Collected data
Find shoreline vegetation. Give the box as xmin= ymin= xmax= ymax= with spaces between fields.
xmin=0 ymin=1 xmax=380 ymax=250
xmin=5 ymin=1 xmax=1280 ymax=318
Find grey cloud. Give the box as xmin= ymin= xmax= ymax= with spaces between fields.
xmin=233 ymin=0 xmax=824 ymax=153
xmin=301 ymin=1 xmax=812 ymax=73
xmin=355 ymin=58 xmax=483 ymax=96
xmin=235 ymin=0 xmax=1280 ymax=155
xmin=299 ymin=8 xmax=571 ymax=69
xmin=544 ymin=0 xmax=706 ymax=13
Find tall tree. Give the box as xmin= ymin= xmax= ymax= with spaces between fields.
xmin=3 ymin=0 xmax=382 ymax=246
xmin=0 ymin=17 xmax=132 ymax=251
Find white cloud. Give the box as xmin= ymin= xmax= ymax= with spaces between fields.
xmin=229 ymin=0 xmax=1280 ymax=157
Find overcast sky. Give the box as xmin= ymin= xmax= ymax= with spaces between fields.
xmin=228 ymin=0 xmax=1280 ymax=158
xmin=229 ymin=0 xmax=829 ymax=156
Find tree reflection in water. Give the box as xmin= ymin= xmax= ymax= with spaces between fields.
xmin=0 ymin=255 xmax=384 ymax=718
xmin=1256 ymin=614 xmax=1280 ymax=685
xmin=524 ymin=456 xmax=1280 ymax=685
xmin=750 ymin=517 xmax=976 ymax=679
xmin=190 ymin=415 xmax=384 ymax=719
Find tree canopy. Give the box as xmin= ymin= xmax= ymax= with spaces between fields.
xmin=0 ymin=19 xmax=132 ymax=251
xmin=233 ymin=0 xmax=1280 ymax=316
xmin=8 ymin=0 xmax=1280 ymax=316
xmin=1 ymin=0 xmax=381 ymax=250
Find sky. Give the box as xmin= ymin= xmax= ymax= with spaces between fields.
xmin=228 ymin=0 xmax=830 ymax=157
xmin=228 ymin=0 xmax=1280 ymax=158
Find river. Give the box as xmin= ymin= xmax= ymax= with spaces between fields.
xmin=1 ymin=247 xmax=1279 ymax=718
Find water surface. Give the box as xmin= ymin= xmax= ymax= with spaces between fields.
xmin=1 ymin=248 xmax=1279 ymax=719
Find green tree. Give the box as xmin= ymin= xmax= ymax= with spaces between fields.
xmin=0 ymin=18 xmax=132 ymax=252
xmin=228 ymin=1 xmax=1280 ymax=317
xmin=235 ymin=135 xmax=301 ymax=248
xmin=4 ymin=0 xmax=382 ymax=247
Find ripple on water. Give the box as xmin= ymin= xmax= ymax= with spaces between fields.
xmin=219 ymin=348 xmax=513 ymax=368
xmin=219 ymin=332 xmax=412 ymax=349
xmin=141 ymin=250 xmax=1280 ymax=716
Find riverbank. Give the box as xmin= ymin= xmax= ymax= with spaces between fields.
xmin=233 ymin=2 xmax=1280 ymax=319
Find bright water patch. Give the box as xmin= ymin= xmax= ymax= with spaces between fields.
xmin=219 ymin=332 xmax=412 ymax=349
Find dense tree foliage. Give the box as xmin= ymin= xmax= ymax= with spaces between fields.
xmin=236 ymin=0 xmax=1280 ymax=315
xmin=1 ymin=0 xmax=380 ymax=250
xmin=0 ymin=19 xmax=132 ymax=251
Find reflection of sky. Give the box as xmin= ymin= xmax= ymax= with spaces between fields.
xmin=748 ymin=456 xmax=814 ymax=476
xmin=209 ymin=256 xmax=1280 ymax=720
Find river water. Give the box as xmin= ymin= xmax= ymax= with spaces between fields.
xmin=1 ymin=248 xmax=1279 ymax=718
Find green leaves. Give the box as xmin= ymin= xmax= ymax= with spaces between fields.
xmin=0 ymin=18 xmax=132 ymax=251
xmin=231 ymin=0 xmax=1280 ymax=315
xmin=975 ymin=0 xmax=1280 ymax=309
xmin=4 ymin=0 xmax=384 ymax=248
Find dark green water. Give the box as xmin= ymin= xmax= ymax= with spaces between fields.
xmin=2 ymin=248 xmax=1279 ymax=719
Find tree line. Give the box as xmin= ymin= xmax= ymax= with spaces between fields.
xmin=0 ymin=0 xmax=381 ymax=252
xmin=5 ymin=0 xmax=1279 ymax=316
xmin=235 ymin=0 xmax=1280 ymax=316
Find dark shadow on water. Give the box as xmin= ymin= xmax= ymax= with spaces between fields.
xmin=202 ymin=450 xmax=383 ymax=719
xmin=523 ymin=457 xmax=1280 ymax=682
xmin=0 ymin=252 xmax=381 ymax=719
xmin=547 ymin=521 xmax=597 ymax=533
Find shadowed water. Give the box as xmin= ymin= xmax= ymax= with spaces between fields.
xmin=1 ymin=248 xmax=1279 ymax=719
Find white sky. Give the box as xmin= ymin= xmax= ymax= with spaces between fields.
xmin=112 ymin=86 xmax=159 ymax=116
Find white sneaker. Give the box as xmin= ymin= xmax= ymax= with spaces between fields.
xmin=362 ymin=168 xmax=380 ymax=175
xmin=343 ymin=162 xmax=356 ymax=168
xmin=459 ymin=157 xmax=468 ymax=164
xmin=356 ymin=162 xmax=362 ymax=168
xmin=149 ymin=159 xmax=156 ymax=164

Description of the task: An identical copy of the preceding records should be returned.

Finished exercise:
Find shoreline vegetation. Give the box as xmin= ymin= xmax= ymax= with spaces between fields.
xmin=0 ymin=1 xmax=380 ymax=250
xmin=5 ymin=1 xmax=1280 ymax=318
Find grey cloud. Give the box as xmin= ymin= xmax= ymax= with spaces between fields.
xmin=233 ymin=0 xmax=824 ymax=153
xmin=301 ymin=1 xmax=812 ymax=73
xmin=355 ymin=58 xmax=483 ymax=96
xmin=235 ymin=0 xmax=1280 ymax=155
xmin=299 ymin=8 xmax=571 ymax=69
xmin=544 ymin=0 xmax=706 ymax=13
Find tall tree. Give the box as xmin= ymin= xmax= ymax= with spaces between fields.
xmin=3 ymin=0 xmax=382 ymax=246
xmin=0 ymin=17 xmax=132 ymax=251
Find white cloud. Give the box as xmin= ymin= xmax= ymax= with spaces between fields.
xmin=229 ymin=0 xmax=1280 ymax=157
Find overcast sky. Give the box as xmin= ymin= xmax= ymax= with spaces between fields.
xmin=228 ymin=0 xmax=1280 ymax=158
xmin=229 ymin=0 xmax=829 ymax=156
Find tree reflection in water. Give the box as xmin= ymin= xmax= ymax= with spaces between fields.
xmin=0 ymin=255 xmax=384 ymax=718
xmin=1256 ymin=614 xmax=1280 ymax=685
xmin=524 ymin=456 xmax=1280 ymax=685
xmin=750 ymin=517 xmax=976 ymax=679
xmin=190 ymin=415 xmax=384 ymax=719
Find tree canopy. Give the box as xmin= ymin= xmax= ymax= with spaces between fields.
xmin=0 ymin=19 xmax=132 ymax=251
xmin=233 ymin=0 xmax=1280 ymax=316
xmin=8 ymin=0 xmax=1280 ymax=316
xmin=1 ymin=0 xmax=381 ymax=250
Find sky. Give the box as xmin= ymin= xmax= ymax= with spaces between fields.
xmin=228 ymin=0 xmax=830 ymax=157
xmin=228 ymin=0 xmax=1280 ymax=158
Find river. Give the box as xmin= ymin= xmax= ymax= with spaces between fields.
xmin=1 ymin=247 xmax=1279 ymax=718
Find water surface. Give the box as xmin= ymin= xmax= ymax= with spaces between fields.
xmin=1 ymin=248 xmax=1279 ymax=719
Find green tree. Give the box as xmin= ymin= xmax= ymax= with spaces between fields.
xmin=0 ymin=18 xmax=132 ymax=252
xmin=228 ymin=1 xmax=1280 ymax=317
xmin=235 ymin=135 xmax=301 ymax=248
xmin=4 ymin=0 xmax=382 ymax=247
Find ripple on water. Give the box as xmin= ymin= xmax= ymax= with spaces between fields.
xmin=219 ymin=348 xmax=513 ymax=368
xmin=219 ymin=332 xmax=412 ymax=349
xmin=141 ymin=250 xmax=1280 ymax=716
Find riverbank. Give the box as xmin= ymin= xmax= ymax= with spaces between fields.
xmin=233 ymin=2 xmax=1280 ymax=319
Find bright water patch. Give the box as xmin= ymin= xmax= ymax= with spaces between fields.
xmin=219 ymin=332 xmax=412 ymax=349
Find dense tree foliage. Give the box as xmin= ymin= xmax= ymax= with spaces between fields.
xmin=236 ymin=0 xmax=1280 ymax=315
xmin=1 ymin=0 xmax=380 ymax=250
xmin=0 ymin=19 xmax=132 ymax=251
Find reflection of sky. Give the box as xmin= ymin= xmax= ymax= with spaces between fields.
xmin=748 ymin=456 xmax=814 ymax=476
xmin=209 ymin=256 xmax=1280 ymax=720
Find river water. Give the box as xmin= ymin= xmax= ymax= with spaces between fields.
xmin=1 ymin=248 xmax=1279 ymax=718
Find green leaves. Give the box as xmin= ymin= xmax= ymax= with spaces between fields.
xmin=0 ymin=18 xmax=132 ymax=251
xmin=231 ymin=0 xmax=1280 ymax=315
xmin=975 ymin=0 xmax=1280 ymax=309
xmin=4 ymin=0 xmax=384 ymax=248
Find dark green water. Give the box as xmin= ymin= xmax= ymax= with spaces between fields.
xmin=2 ymin=248 xmax=1279 ymax=719
Find tree line. Give the box as xmin= ymin= xmax= ymax= with spaces between fields.
xmin=0 ymin=0 xmax=381 ymax=252
xmin=5 ymin=0 xmax=1279 ymax=316
xmin=235 ymin=0 xmax=1280 ymax=316
Find dark shadow on water. Give the box as xmin= ymin= xmax= ymax= with spaces between fields.
xmin=202 ymin=450 xmax=383 ymax=719
xmin=523 ymin=457 xmax=1280 ymax=682
xmin=0 ymin=252 xmax=381 ymax=719
xmin=547 ymin=521 xmax=597 ymax=533
Find shadowed water. Give the box as xmin= ymin= xmax= ymax= with spaces between fields.
xmin=1 ymin=248 xmax=1279 ymax=719
Find white sky. Give the box as xmin= ymin= xmax= ymax= with spaces between fields.
xmin=112 ymin=86 xmax=159 ymax=116
Find white sneaker. Give the box as xmin= ymin= xmax= ymax= with spaces between fields.
xmin=362 ymin=168 xmax=380 ymax=175
xmin=343 ymin=162 xmax=356 ymax=168
xmin=459 ymin=157 xmax=468 ymax=164
xmin=356 ymin=162 xmax=362 ymax=168
xmin=149 ymin=159 xmax=156 ymax=164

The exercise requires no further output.